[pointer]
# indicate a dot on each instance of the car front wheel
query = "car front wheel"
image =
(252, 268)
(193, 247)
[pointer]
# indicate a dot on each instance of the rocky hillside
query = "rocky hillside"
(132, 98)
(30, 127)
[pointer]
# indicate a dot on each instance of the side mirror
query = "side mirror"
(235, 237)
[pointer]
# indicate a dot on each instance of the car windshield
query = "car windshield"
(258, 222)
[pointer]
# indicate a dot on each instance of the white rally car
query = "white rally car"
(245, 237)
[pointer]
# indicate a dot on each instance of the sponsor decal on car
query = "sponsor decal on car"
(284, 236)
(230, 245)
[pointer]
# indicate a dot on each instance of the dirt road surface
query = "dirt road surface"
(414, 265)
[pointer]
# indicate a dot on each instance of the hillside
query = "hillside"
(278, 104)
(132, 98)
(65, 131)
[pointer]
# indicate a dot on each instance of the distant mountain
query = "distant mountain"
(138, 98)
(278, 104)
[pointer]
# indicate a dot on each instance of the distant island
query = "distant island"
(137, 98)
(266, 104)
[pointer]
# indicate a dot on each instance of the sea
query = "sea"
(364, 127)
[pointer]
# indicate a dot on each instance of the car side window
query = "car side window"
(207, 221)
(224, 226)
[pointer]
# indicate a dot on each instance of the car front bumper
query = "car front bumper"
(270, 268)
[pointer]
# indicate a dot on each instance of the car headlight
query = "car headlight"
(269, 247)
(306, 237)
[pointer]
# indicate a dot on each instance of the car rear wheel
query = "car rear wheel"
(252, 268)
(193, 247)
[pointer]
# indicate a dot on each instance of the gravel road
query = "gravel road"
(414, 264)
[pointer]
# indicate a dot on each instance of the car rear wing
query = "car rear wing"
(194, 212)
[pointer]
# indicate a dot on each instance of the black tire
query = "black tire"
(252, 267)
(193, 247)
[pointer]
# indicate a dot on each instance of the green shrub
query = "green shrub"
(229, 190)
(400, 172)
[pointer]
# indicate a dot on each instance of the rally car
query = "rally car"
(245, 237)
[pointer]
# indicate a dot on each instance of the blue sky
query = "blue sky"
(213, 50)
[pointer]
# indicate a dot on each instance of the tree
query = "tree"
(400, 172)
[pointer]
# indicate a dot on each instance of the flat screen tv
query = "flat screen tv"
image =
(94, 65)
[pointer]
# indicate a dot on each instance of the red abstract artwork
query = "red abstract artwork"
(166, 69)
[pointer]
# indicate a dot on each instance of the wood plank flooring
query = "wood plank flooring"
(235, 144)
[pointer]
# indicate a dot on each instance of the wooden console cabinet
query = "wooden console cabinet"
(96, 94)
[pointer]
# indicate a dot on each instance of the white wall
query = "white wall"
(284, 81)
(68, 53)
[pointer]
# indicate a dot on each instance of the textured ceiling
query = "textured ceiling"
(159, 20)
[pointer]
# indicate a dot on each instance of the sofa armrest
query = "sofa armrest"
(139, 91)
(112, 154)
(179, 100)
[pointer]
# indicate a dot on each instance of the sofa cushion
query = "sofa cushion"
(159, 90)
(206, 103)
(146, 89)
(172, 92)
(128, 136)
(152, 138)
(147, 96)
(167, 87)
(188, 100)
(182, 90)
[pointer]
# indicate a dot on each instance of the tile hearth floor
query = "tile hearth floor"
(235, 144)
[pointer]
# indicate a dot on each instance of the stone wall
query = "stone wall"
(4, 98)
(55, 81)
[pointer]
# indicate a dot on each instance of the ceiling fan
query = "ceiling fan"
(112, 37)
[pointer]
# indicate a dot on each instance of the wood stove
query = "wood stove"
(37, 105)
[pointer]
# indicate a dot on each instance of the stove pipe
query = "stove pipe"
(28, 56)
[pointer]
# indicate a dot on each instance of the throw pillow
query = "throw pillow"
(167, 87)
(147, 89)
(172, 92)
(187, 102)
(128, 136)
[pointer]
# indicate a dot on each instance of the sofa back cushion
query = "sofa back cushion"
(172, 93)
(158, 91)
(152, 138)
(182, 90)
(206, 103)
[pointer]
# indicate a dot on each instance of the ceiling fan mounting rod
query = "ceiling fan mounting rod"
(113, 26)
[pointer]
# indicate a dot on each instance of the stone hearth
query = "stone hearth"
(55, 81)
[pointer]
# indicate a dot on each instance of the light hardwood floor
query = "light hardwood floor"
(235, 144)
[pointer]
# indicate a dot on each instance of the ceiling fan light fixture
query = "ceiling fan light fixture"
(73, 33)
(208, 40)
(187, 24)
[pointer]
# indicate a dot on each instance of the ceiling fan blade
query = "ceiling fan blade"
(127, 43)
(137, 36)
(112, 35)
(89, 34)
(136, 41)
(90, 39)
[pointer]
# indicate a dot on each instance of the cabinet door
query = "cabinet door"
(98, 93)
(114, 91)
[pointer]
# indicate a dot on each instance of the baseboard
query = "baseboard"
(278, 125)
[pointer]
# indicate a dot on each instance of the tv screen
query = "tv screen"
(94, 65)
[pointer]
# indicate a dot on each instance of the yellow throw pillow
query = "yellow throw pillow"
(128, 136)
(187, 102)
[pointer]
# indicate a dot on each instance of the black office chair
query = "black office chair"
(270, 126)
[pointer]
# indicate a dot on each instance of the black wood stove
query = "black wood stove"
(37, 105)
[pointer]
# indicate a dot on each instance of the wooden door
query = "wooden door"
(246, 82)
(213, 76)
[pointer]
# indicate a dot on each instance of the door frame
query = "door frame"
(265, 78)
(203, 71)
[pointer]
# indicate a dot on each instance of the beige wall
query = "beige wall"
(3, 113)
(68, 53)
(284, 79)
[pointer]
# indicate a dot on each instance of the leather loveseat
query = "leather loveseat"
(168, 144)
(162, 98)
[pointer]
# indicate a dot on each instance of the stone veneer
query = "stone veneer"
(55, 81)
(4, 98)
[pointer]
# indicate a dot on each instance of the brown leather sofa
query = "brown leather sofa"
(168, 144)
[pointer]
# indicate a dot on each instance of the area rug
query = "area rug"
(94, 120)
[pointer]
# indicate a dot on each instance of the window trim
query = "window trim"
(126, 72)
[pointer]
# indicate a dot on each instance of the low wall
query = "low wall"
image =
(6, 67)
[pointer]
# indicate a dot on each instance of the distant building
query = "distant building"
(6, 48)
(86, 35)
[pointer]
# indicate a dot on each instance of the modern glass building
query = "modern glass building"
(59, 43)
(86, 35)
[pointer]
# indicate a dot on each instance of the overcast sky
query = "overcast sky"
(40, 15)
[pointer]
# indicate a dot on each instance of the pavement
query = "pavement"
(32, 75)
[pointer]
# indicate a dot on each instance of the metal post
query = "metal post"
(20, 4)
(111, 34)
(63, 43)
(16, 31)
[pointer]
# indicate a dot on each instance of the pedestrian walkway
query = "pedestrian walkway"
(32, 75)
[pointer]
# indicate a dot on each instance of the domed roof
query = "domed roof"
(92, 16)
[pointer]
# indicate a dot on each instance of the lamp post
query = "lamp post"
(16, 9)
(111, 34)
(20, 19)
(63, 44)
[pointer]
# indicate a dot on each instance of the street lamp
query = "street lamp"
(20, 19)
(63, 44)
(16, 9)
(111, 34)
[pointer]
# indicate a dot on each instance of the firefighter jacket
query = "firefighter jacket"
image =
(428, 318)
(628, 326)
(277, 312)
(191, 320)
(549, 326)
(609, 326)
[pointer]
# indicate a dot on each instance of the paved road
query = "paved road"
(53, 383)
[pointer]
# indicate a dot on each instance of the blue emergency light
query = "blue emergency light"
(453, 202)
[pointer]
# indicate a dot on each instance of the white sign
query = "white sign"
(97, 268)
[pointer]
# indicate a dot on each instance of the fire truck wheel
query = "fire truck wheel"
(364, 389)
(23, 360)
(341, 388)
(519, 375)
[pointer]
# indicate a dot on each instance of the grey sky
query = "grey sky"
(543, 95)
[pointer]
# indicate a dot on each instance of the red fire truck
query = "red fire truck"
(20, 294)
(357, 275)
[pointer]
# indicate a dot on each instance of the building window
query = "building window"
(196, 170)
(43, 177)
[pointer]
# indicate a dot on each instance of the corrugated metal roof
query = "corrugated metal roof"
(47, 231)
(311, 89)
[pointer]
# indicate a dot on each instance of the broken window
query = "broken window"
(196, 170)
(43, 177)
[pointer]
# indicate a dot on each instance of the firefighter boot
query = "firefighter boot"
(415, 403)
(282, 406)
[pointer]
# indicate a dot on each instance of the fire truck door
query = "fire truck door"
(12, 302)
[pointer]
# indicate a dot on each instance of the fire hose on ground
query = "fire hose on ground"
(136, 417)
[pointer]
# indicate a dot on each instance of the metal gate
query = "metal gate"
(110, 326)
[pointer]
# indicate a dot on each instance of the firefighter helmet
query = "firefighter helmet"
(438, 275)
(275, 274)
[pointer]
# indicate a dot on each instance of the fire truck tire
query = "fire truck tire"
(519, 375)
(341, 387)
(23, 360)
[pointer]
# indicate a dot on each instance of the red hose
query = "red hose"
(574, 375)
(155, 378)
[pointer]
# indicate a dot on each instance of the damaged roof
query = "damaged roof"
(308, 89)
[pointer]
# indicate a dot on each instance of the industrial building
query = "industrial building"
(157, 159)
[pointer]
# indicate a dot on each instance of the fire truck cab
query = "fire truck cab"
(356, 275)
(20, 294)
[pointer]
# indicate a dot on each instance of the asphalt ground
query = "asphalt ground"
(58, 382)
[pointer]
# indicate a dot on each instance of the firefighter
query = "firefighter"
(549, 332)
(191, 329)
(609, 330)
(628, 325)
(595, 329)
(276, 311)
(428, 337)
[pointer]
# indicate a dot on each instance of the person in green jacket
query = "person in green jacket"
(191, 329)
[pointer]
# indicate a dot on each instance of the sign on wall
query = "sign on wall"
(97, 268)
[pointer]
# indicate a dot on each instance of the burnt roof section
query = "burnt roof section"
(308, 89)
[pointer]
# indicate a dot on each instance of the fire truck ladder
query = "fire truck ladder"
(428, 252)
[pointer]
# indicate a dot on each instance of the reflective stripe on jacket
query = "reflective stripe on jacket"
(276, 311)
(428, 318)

**WORK REQUEST:** Count of lines in the data above that contain the string "flat": give this number and no other words.

**RESPONSE:** 2